- **WHAT YOU HAVE TO DO**
Lines holding the word "matching" are the ones to copy from the data below.

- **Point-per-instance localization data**

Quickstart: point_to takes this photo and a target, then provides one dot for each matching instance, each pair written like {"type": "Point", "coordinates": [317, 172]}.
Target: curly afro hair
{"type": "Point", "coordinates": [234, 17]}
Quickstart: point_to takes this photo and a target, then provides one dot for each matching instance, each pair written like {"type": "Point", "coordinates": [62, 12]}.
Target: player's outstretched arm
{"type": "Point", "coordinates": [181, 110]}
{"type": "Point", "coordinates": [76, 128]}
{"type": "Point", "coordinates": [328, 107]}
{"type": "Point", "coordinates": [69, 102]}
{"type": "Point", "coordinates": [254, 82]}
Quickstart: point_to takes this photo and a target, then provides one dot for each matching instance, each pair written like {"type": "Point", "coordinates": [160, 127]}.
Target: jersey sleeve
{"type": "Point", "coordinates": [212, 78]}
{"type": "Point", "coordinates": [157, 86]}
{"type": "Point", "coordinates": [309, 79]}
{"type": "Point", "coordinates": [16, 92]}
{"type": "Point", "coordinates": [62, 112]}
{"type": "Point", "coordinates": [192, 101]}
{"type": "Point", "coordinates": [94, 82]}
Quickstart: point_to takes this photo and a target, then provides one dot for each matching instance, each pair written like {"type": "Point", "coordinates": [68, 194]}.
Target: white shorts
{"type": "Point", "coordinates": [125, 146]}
---
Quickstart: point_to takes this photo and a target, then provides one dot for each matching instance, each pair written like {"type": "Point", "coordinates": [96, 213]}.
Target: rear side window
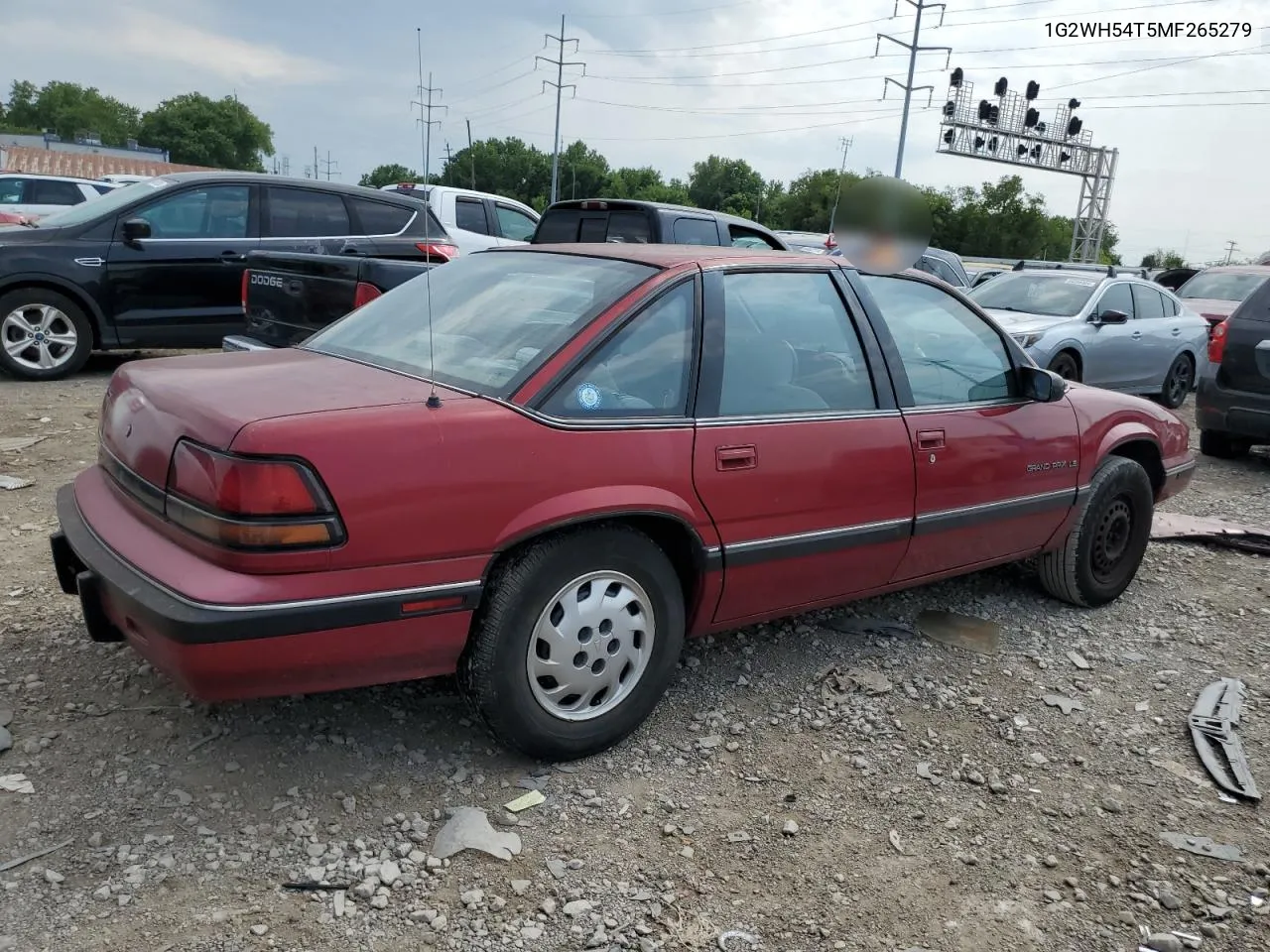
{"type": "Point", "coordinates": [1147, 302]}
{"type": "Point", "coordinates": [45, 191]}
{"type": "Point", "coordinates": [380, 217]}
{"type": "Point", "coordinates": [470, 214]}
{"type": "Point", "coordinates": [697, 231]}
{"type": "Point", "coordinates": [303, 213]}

- **SOLUTION BELOW**
Quickstart: point_to takes this photo and a target, then provides one dot for each matching instance, each pair written like {"type": "Point", "coordinates": [317, 172]}.
Quickstart: point_to takes this photo and a target, then provides one dot for each matching instance, each pair written like {"type": "Point", "coordinates": [62, 12]}.
Quickstart: point_to takes this photo and a target, then provides one dot for each matching instance, each pair written like {"type": "Point", "coordinates": [160, 127]}.
Quickstart: point_to takes this photo and a target, then provides one dot for each matching instance, each pair written like {"type": "Point", "coordinates": [68, 194]}.
Quickstart: point_to takes this photo and a target, then provides one dot for each matching instance, each pair written like {"type": "Point", "coordinates": [96, 213]}.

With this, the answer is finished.